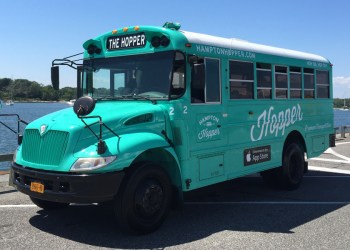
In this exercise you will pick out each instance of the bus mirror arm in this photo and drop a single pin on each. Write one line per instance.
(101, 145)
(55, 68)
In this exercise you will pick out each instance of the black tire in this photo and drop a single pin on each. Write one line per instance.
(143, 201)
(289, 176)
(293, 167)
(48, 205)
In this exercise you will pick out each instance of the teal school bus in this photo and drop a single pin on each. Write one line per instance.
(163, 111)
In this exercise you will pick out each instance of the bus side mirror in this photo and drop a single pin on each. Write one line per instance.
(55, 77)
(198, 76)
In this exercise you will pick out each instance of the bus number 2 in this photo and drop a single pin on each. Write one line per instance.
(172, 110)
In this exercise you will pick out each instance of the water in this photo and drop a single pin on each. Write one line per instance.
(27, 112)
(31, 111)
(341, 117)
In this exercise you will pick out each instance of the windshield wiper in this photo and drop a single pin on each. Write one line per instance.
(140, 97)
(109, 98)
-------
Render each line of the items above as a Markdown table with the columns "Row" and "Line," numbering the rows and skipping any blank lines. Leave the pictures out.

| Row | Line |
|---|---|
| 1 | In this exercise you will pick out each instance of the bus mirror arm in this photo and drop a single pin on each. Write one line per instance. |
| 2 | (101, 145) |
| 3 | (55, 68) |
| 4 | In this exercise you will pick out each instance of the black tire in this photo and drop a single pin on each. Write one line per instance. |
| 5 | (143, 201) |
| 6 | (289, 176) |
| 7 | (293, 167) |
| 8 | (48, 205) |
| 9 | In this exercise you will pick out each instance of the teal school bus in this photo and drop a single pin on each. Write one line per instance. |
| 10 | (163, 111) |
| 11 | In this exercise you will pick out each instance of the bus side mirror in this photo and drop a single pin on each. Write one line per instance. |
| 12 | (55, 77) |
| 13 | (198, 76) |
| 14 | In this exercise you will pick out each instance of the bus number 2 in this photo and drop a single pin on each. Write one line per instance. |
| 15 | (172, 110) |
| 16 | In this exercise you will pick out each instance of the water in this photo and drop a single pin on each. Write one line per instance. |
| 17 | (27, 112) |
| 18 | (31, 111) |
| 19 | (341, 117) |
| 20 | In this exercise you will pick out each instance of the windshield wiper in this photo and drop a single pin on each. Write one line per instance. |
| 21 | (140, 97) |
| 22 | (109, 98) |